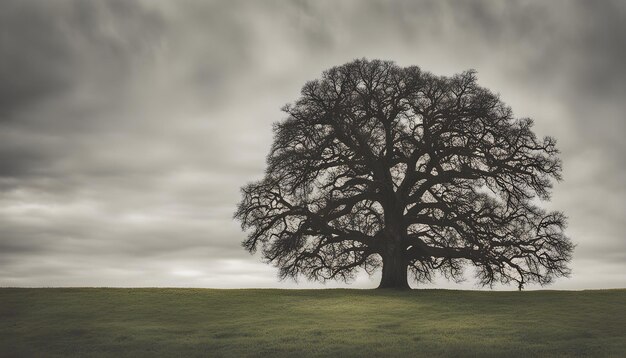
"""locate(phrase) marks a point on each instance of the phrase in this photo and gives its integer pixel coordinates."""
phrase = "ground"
(152, 322)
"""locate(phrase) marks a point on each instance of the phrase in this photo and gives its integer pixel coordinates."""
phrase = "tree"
(380, 165)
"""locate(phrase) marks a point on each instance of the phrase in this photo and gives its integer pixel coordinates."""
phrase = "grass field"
(331, 323)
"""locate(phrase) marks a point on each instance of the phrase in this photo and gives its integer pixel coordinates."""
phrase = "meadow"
(149, 322)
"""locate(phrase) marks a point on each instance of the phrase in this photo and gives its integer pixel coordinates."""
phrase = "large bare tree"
(380, 165)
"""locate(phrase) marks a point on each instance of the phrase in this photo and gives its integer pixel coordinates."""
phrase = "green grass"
(96, 322)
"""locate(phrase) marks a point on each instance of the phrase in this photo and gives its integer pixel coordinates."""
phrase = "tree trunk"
(394, 270)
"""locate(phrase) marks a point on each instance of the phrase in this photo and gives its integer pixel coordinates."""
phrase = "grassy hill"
(327, 323)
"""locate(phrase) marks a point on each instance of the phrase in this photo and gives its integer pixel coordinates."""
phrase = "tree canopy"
(382, 166)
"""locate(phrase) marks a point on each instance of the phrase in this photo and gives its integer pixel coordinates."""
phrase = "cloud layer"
(127, 128)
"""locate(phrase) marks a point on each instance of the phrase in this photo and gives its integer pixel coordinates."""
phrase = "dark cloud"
(127, 128)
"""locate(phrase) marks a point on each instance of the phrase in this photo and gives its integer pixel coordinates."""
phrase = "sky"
(128, 127)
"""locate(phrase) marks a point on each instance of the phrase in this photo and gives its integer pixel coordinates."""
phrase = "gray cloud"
(127, 128)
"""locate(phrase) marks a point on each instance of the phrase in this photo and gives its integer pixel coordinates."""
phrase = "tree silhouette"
(380, 165)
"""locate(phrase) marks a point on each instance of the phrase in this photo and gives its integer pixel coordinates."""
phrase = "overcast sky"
(128, 127)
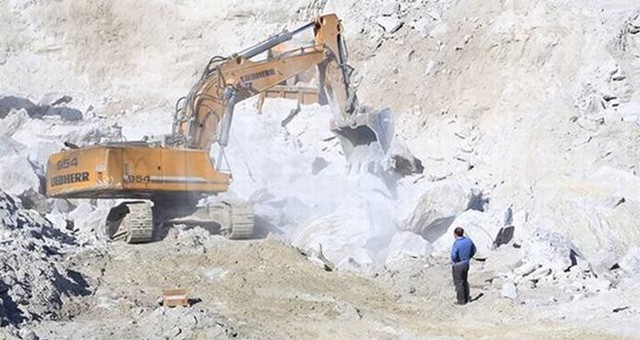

Task to carry out
Pick out every line in the rows above that contains the word "tree", and copy each one as it appears.

Exercise answer
phrase = "tree"
phrase = "large bare tree"
phrase = "tree trunk"
phrase = "tree canopy"
phrase = "tree silhouette"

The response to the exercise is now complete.